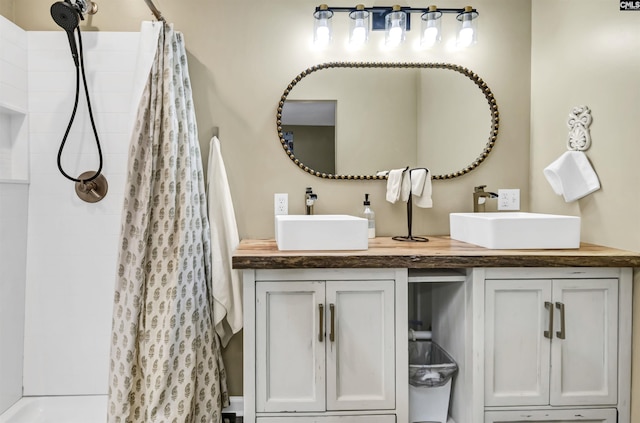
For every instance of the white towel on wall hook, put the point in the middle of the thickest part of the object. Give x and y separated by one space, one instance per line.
572 176
226 282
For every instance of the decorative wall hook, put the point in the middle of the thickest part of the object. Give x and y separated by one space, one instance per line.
578 123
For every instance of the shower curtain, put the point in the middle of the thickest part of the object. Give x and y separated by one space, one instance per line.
165 363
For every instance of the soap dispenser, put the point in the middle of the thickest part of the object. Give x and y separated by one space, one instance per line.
370 216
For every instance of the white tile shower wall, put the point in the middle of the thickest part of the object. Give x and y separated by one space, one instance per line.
13 252
13 66
72 245
13 102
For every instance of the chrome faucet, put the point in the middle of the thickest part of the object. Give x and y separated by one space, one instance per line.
309 200
480 197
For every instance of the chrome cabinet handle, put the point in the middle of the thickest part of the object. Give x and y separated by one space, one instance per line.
321 328
561 334
549 333
332 334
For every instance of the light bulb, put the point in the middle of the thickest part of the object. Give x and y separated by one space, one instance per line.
467 33
465 36
358 35
323 35
322 26
395 35
359 27
429 37
395 24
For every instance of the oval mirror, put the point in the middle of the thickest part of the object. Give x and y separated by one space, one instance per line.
354 120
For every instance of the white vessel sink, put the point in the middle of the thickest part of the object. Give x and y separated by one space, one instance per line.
321 232
516 230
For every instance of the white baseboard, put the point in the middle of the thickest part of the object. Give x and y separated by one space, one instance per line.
236 405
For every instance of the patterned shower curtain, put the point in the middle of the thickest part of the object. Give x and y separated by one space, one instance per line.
165 363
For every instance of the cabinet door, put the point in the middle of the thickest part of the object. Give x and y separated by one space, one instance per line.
552 416
516 350
290 355
585 363
360 359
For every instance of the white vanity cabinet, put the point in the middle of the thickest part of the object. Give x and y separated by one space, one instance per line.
325 345
538 336
556 342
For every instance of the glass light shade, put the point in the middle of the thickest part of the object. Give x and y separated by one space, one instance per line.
395 26
431 29
322 27
468 29
359 27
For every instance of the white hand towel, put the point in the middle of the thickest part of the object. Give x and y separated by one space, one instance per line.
226 281
394 182
572 176
421 188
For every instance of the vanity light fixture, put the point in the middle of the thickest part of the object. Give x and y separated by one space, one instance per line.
395 26
431 31
468 32
395 21
359 27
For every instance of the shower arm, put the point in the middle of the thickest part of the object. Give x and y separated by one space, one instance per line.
154 10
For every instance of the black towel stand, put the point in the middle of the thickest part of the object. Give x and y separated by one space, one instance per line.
410 237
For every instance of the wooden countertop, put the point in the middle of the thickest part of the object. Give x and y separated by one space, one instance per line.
440 252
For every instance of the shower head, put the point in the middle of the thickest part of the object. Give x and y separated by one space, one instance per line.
68 14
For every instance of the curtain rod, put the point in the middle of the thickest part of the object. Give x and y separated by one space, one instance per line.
154 10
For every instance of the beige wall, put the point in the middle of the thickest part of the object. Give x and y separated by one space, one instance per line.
588 52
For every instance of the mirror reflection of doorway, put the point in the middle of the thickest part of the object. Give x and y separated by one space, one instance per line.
309 130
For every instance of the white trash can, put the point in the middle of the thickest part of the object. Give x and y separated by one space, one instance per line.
431 370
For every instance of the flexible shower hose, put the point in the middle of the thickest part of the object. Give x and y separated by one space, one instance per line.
80 69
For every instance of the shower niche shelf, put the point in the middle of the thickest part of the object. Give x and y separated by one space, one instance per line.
14 144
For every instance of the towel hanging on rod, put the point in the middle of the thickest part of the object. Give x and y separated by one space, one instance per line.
154 10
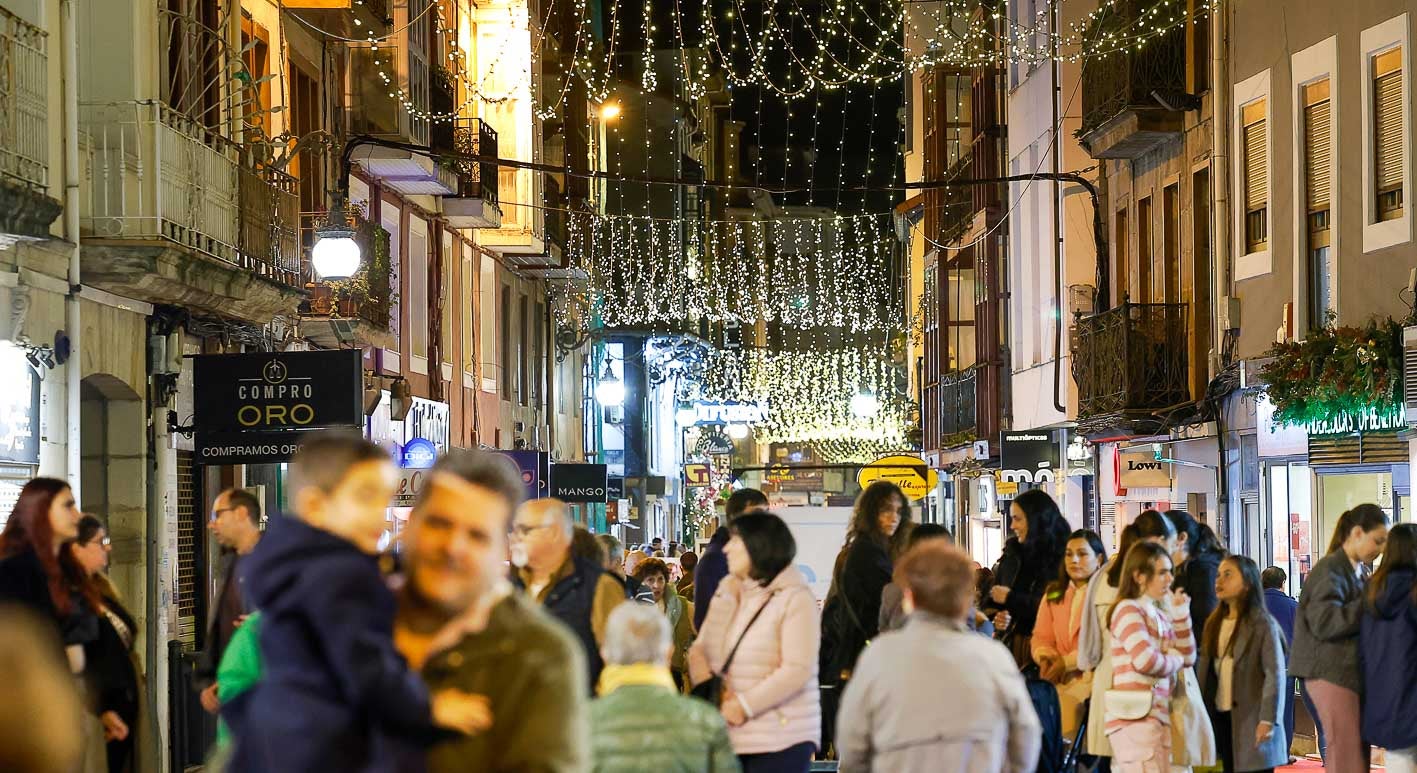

EXERCISE INSTRUCTIONS: Rewrite all the items with "thickest part" swapped for "widest part" everywhere it occurs, leaving every other word unchanged. Leave the pictures out.

RESULT FOR THIS TASK:
For every instance of the white towel on wall hook, put the point in the middle of the widest part of the object. Give x and y separated by one space, one instance per line.
572 176
226 282
For every instance of the decorative wall hook, put the point in the middle of the widest part of the object. Give x and y separated by one space, one instance per line.
578 123
For every instance of the shower curtain, put the point in the middle of the widest part of the object. Give x and y separated by one space, one instance per line.
165 363
For every instance of the soap dispenser, put the point in the middle of the widest part of the object. Give x and y separated by one space, one instance per line.
370 216
For every instance of the white tile shower wall, put the point in the middle of the widest part of the object. Give x and y separated by one space, one instance per line.
13 252
13 66
72 245
13 102
For every instance of the chrome faucet, put the point in the middle of the widest part of the object. Give x and y separated by one space, one instance per line.
309 200
480 197
For every instance of the chrome cabinet handle, put the point in the middle of the widest part of the object. Give x and y separated by one space, one instance per line.
321 328
561 334
549 333
332 334
For every instance of the light bulb, put the point in the middle of the widest part of the object. Give x and y separated by one space, one instance per line.
467 33
465 36
358 35
323 35
322 26
395 35
359 27
429 37
395 24
For every instance of the oval mirror, put the point in the middle of the widest part of the object. Give x and y separated by one space, one instance per line.
354 120
For every instance of the white vessel sink, put the point in the middle of the widest part of the object. Give x and y separated by one space, one instance per line.
321 232
516 230
For every instance of the white baseboard, put the point in the middle of the widest part of the object. Give x and y separated by one space, one instance per line.
236 405
For every instance of the patterned shower curtain, put the point in the middle of the widest part of the object. Give x and y separated by one space, one instance per line.
165 363
For every instance of the cabinet door, put the point in the middle of the widest part of the object. Give x and y separated by one space, one instance per line.
552 416
516 350
290 355
585 363
360 359
For every instance of the white vanity cabinet, put the point in the middle of the widest part of the object. Give x and y separated by one space, one instance per line.
325 345
538 336
556 342
For every instance of the glass light shade, put the point in the middle of the widest part of the object. Give x and y separated by one space, one instance per line.
395 26
431 29
322 27
468 29
359 27
For every instance of the white hand towel, put the point in the middle of the widest part of the object. Give x and y separated by one space, one instance per line.
226 281
394 182
572 176
421 188
For every instance of the vanity light fixture, put the point in the middle of the widest part of the object. Give x and y separated by one space, one instance per line.
395 26
431 31
468 32
395 21
359 27
For every instance of the shower arm, put the point in the middle of the widest part of the object. Give x and y separated by one space, one instance per line.
154 10
For every instance of the black towel stand, put the point in the middle of the widest part of the object. Give x and y separated by one space, one instance per line.
410 237
For every instance of the wooden countertop, put the point in the middle of the widest part of the object. Give x and y separated by one space, one instance per line.
440 252
For every instance of the shower head, put the point in the middle of the widest part of the object. Give x and y separated by one space, one instance per line.
68 14
For every instance of the curtain rod, put the point in the middle of the widest part of the object. Give x and y separated by one space, one instance per line.
154 10
For every instance of the beige wall, put the point in the middle of the widest part of the object. Give x and y separated by one space, one instance per line.
588 52
For every instance of the mirror reflection of doorway, put the point in the middle of the widest part of the object. Give x and y separated by one space, one instance per line.
309 130
For every instance of the white trash can, put the point in the middle of the widest part of the object. Give x and y separated by one space, one instance per line.
431 370
For every instance of the flexible shower hose, put the point in the middle of the widest part of the object. Give x and y separated by one space, one instance per line.
80 69
For every instance of the shower niche shelf, put the point in the middle of the widest part of the object. Give x and y separated by one space, one instance per line.
14 144
For every instance of the towel hanging on rod, put the point in the middle of the widest part of the object. Give x and y separated by one space, one instance per line.
154 10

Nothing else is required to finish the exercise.